> **TASK BRIEF**
The records should be written out in full, with nothing altered.

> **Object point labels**
## begin
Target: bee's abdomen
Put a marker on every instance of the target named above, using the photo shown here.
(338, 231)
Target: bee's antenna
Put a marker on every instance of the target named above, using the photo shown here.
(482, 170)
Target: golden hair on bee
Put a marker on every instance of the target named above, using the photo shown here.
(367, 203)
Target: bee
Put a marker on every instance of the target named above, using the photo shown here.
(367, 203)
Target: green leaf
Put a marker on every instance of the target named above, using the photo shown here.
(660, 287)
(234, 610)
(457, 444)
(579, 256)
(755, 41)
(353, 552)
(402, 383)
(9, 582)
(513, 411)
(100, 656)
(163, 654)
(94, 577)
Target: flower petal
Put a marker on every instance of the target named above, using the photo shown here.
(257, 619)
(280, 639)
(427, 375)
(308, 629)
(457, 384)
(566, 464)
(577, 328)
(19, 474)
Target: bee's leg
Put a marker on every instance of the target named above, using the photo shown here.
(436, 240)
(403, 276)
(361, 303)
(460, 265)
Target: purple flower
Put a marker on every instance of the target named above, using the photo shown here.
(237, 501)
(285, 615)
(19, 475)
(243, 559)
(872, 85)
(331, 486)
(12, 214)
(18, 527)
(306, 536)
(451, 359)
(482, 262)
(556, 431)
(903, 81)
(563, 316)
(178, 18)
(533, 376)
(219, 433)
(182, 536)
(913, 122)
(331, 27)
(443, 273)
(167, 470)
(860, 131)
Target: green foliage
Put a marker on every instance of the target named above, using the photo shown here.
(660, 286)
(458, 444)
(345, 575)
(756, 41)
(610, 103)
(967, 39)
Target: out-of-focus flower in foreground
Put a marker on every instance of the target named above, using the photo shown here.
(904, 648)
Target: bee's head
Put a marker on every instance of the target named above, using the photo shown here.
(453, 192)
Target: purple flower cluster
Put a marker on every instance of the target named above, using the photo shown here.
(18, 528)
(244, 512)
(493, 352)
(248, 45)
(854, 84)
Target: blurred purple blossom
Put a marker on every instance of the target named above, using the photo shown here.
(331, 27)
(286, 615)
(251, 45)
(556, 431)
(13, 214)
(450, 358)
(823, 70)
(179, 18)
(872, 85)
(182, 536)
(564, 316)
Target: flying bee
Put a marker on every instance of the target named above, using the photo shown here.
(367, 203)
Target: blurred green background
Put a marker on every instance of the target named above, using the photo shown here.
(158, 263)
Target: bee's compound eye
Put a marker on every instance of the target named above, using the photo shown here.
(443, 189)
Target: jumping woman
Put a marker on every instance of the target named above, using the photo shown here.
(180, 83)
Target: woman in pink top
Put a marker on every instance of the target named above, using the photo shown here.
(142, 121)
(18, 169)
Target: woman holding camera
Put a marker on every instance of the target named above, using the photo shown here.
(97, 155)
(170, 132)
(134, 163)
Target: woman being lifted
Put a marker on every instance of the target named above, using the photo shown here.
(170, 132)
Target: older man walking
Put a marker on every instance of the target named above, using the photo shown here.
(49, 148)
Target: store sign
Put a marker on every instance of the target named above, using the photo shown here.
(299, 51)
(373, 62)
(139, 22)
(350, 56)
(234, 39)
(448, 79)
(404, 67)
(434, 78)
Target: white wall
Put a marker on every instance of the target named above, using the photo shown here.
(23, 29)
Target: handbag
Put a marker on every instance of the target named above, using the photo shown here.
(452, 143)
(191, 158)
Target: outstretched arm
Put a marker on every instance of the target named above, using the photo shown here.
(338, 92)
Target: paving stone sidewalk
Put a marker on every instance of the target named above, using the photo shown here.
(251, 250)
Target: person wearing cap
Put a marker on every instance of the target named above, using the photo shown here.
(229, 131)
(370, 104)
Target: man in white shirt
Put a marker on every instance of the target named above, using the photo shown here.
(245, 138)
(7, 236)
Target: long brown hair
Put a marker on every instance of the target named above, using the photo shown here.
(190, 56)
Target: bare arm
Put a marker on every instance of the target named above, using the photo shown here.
## end
> **EXERCISE RESULT**
Target: bee's abdomen
Put a marker on every instance of the target named above, using the photo shown here.
(338, 231)
Target: bee's antenna
Put a marker on every instance of the target named above, using the photo shown here.
(482, 170)
Target: golden hair on bee
Put a marker on every instance of the target named above, using the photo shown here.
(367, 203)
Target: bee
Put a marker on every instance of the target named above, using the photo shown here.
(367, 203)
Target: green leaf
Put a marker on every instance of the target named above, using the photo shown here.
(660, 287)
(234, 610)
(457, 444)
(579, 256)
(755, 41)
(353, 552)
(402, 383)
(9, 582)
(513, 411)
(100, 656)
(163, 654)
(94, 577)
Target: flower petal
Put a marker on every instance of the target named above, using the photo shown here.
(257, 619)
(280, 639)
(427, 375)
(308, 629)
(457, 384)
(566, 464)
(577, 328)
(19, 474)
Target: bee's leg
Put a marker on every instance of the target named above, using the photo shown here.
(436, 240)
(403, 276)
(361, 303)
(460, 265)
Target: purple flower
Put a marker on every instance of the target named above, using the photo shown here.
(237, 501)
(285, 615)
(19, 475)
(243, 559)
(872, 85)
(331, 486)
(12, 214)
(18, 527)
(306, 536)
(451, 359)
(482, 262)
(556, 431)
(903, 81)
(563, 316)
(178, 18)
(533, 376)
(219, 433)
(182, 536)
(913, 122)
(331, 27)
(443, 273)
(167, 470)
(860, 131)
Target: green foliage
Put a marker on every instance of the target named above, using the photo shown here.
(660, 286)
(458, 444)
(345, 575)
(756, 41)
(610, 103)
(967, 39)
Target: out-of-focus flower in foreground
Put a marker on every instance of the target named above, using the photo shown here.
(904, 648)
Target: bee's head
Put a marker on every instance of the target named above, using the photo shown here.
(453, 192)
Target: purple flower cluster
Put a marker on every instance of the target named above, using the photo shown here.
(18, 528)
(244, 512)
(493, 352)
(248, 45)
(854, 84)
Target: blurred purple blossom
Put a marker on every instance of the target named above, using the photo shown here.
(331, 27)
(286, 615)
(251, 45)
(556, 431)
(13, 214)
(450, 358)
(823, 70)
(179, 18)
(872, 85)
(182, 536)
(564, 316)
Target: flying bee
Put a marker on every instance of the target named above, using the photo shown here.
(367, 203)
Target: blurred green background
Put a marker on every instance of the target named above, using the photo shown here.
(158, 263)
Target: bee's compound eye
Put a marker on every instance of the target named above, using the photo shown here.
(443, 189)
Target: jumping woman
Put a marker on every instance of the target named above, using the photo shown here.
(180, 83)
Target: woman in pink top
Put a marker on every instance of the target named above, using the photo shown here.
(142, 121)
(18, 169)
Target: woman holding camera
Put a marker on every instance of the target named above, using the photo shown here.
(97, 155)
(170, 132)
(134, 163)
Target: woman being lifted
Put a marker on every instance of the target named above, using the photo shown here.
(170, 132)
Target: older man walking
Put a marker on every instance of the target named above, using the photo shown here.
(49, 148)
Target: store sign
Put a marker on every instance of the target named above, using the photo shown here.
(299, 51)
(373, 62)
(139, 22)
(350, 56)
(234, 39)
(448, 79)
(404, 67)
(434, 78)
Target: white wall
Put a marker on every instance of the target named above, using the photo shown here.
(23, 29)
Target: handbag
Put a marker on every instance of the target named above, using the photo shown here.
(452, 143)
(191, 158)
Target: outstretched arm
Put a marker on every instance of the target named above, using the photo shown here.
(338, 92)
Target: paving stone sidewalk
Put a marker on every instance of the target named above, using the photo shown here.
(251, 250)
Target: person wearing cap
Put a marker on every instance of the target named above, using the photo shown here.
(229, 131)
(370, 104)
Target: man in white shirt
Put a marker on every instance of the target named above, using the photo shown here.
(245, 138)
(7, 236)
Target: long brown hair
Put a marker on every instance of the target named above, using the photo shown here.
(190, 56)
Target: bare arm
Put a marker on every instance of the target named above, using the photo shown here.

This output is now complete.